DIRECTIVE » Repeat all of the rows below word for word, leaving out the pictures.
□ □ □ □
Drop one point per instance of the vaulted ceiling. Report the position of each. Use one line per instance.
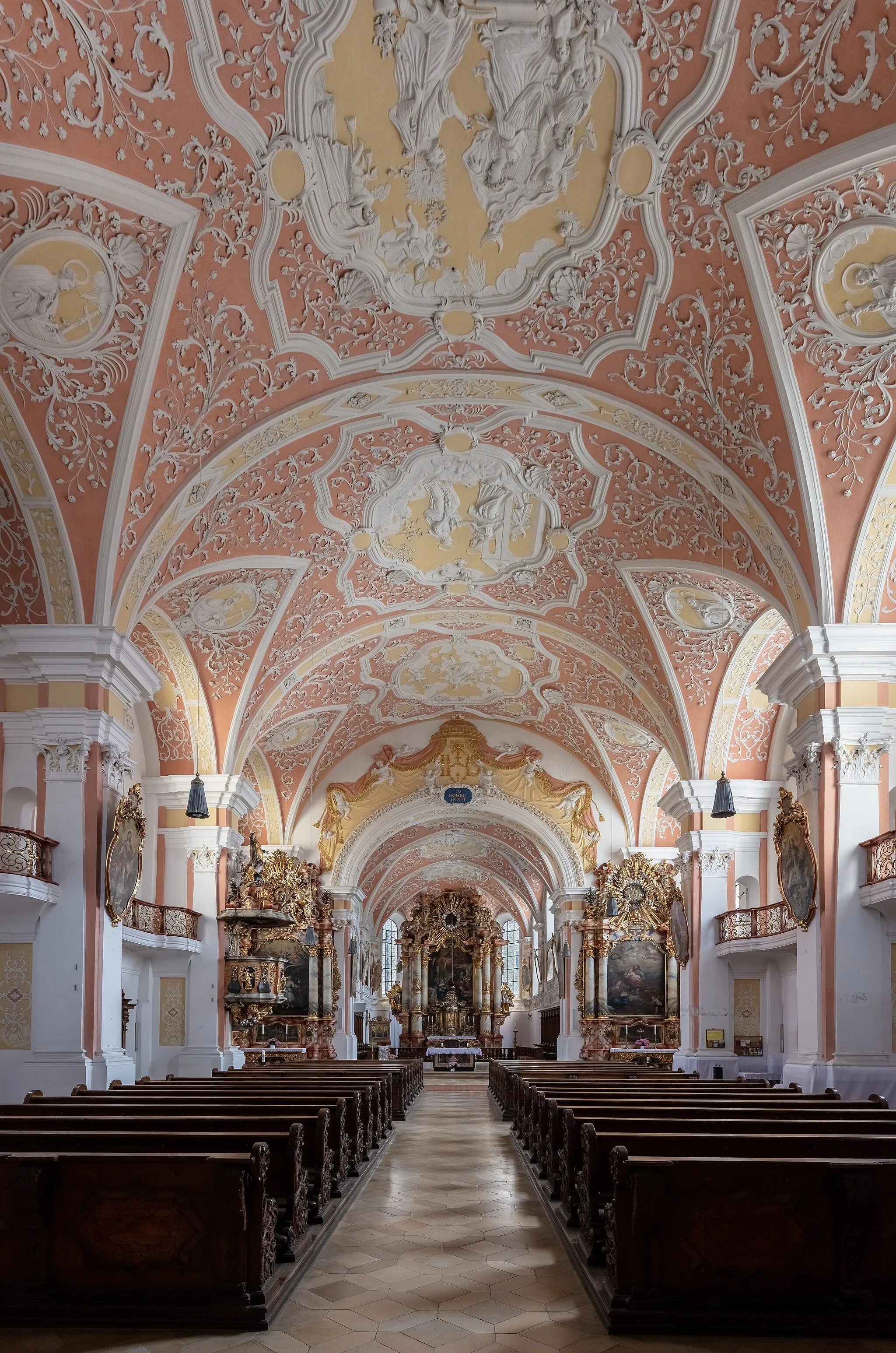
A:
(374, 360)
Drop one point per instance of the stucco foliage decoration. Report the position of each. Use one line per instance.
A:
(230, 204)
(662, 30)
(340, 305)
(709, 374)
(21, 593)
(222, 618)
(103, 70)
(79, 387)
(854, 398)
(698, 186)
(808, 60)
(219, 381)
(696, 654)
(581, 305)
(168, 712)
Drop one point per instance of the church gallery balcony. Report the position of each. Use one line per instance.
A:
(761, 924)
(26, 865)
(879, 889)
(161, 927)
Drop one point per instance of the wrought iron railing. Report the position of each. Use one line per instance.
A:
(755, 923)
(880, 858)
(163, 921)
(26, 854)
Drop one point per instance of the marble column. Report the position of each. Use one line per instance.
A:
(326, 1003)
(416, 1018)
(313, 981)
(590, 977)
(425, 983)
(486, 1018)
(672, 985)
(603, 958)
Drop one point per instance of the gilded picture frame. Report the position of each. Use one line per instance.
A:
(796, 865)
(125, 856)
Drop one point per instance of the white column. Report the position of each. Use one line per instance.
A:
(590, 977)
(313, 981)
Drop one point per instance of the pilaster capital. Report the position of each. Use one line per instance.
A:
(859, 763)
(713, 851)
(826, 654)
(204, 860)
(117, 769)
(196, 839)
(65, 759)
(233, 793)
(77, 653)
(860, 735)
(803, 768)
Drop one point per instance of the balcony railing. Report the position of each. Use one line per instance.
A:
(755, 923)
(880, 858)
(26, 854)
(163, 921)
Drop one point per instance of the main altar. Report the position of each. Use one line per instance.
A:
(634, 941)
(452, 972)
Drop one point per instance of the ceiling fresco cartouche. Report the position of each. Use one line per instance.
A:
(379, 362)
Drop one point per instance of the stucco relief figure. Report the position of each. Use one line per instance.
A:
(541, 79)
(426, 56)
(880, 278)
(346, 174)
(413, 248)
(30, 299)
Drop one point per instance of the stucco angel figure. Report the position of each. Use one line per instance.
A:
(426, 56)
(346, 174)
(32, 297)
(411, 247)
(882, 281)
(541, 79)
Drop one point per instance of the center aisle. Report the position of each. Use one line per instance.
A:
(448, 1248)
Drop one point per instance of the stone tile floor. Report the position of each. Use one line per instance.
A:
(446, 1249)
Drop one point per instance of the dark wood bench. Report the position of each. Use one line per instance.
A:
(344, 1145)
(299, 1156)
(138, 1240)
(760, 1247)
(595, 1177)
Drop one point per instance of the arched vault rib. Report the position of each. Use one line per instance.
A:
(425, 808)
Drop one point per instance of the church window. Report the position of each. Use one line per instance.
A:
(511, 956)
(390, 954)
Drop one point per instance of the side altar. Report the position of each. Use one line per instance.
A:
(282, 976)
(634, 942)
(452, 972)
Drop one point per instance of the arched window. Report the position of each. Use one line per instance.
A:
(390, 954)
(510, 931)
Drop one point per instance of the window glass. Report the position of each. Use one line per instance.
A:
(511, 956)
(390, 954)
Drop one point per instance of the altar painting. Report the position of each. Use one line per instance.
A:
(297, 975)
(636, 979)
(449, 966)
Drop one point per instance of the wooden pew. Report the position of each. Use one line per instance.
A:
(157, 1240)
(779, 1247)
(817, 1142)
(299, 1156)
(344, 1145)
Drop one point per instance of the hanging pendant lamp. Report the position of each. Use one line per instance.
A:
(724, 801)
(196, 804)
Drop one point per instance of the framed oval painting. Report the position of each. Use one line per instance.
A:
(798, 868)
□ □ □ □
TASK RESULT »
Drop one point per instance of the vaulted ceiling. Report the position of each. Use one line per instance.
A:
(374, 360)
Drop one point per instance of the stucco foliage decoration. Report the position of each. Use one line per instance.
A:
(230, 204)
(662, 30)
(340, 305)
(709, 374)
(21, 593)
(222, 618)
(103, 70)
(79, 387)
(854, 398)
(698, 186)
(808, 60)
(219, 381)
(696, 654)
(581, 305)
(168, 712)
Drop one point per instance of the church gallery balcony. Report the position of each. Use one line per instance.
A:
(761, 924)
(26, 865)
(879, 889)
(161, 927)
Drop one point per instance of the wrought iron railing. Report the position of each. Use one line per instance.
A:
(755, 923)
(880, 858)
(163, 921)
(26, 854)
Drop one point per instance of the marble column. Report the position of each. Use one line per instance.
A:
(326, 1003)
(416, 1018)
(313, 981)
(590, 977)
(425, 983)
(486, 1018)
(672, 985)
(603, 958)
Drop one point per instance of the gilded picture frame. Report the position of each. Use one line per instance.
A:
(796, 865)
(125, 856)
Drop one point per instance of the white column. Report the position of each. Use one line per instance.
A:
(590, 977)
(313, 981)
Drop one point per instance of the pilaster capital. Report the position of each. Use one line per instance.
A:
(859, 763)
(713, 851)
(826, 654)
(204, 860)
(117, 769)
(196, 839)
(65, 759)
(233, 793)
(77, 653)
(860, 735)
(803, 768)
Drop one point per instance of the balcony railing. Report the position of each. Use one line per instance.
A:
(755, 923)
(880, 858)
(26, 854)
(163, 921)
Drop one point per instance of the main altar. Report the position of each. Use one line per instance.
A:
(634, 941)
(452, 972)
Drop one point per instance of the ceiling fresco cartouche. Report the position of each. Use one line per instance.
A:
(379, 362)
Drop one point per instance of the stucco relief figure. Report the position of each. Use one line per instance.
A:
(541, 79)
(426, 56)
(880, 278)
(346, 174)
(413, 248)
(30, 299)
Drop one point per instance of the stucco angel figure. Report the position of each. Use one line per instance.
A:
(426, 56)
(346, 174)
(32, 297)
(411, 247)
(882, 281)
(541, 79)
Drop one point per instance of the center aisle. Report the position of each. Use one line per instance.
A:
(448, 1248)
Drop one point per instance of the stone tile floor. Report the position of each. Use one line per instance.
A:
(446, 1249)
Drop one point per instance of the dark wood bench. Report the position of each. Use one line per instance.
A:
(344, 1145)
(299, 1156)
(138, 1240)
(760, 1247)
(595, 1177)
Drop one point per instance of the arched vault rib. Report the position of each. Use one line per instance.
A:
(425, 808)
Drop one point per instance of the church window. Report the position of each. Use one line per instance.
A:
(511, 956)
(390, 954)
Drop one point per instance of the side altar. Report the position of each. Use one line per instance.
A:
(282, 976)
(634, 942)
(452, 972)
Drop one point per instance of the arched window. Report the position of each. Use one line per instance.
A:
(390, 954)
(510, 931)
Drop one point per instance of the window glass. Report the position of each. Use one line per instance.
A:
(511, 956)
(390, 954)
Drop one point per instance of the altar painting. Report the position of each. Use one line per instance.
A:
(297, 975)
(636, 979)
(449, 966)
Drop one point per instance of the wooden pew. Report the position of each. Use one line per instance.
A:
(157, 1240)
(779, 1247)
(817, 1142)
(299, 1156)
(344, 1145)
Drop one point per instance of the hanging pendant lamp. Report the position of each. Use one line per instance.
A:
(724, 801)
(196, 804)
Drop one point per instance of the framed oval painting. Report the position of each. Use one line per instance.
A:
(798, 868)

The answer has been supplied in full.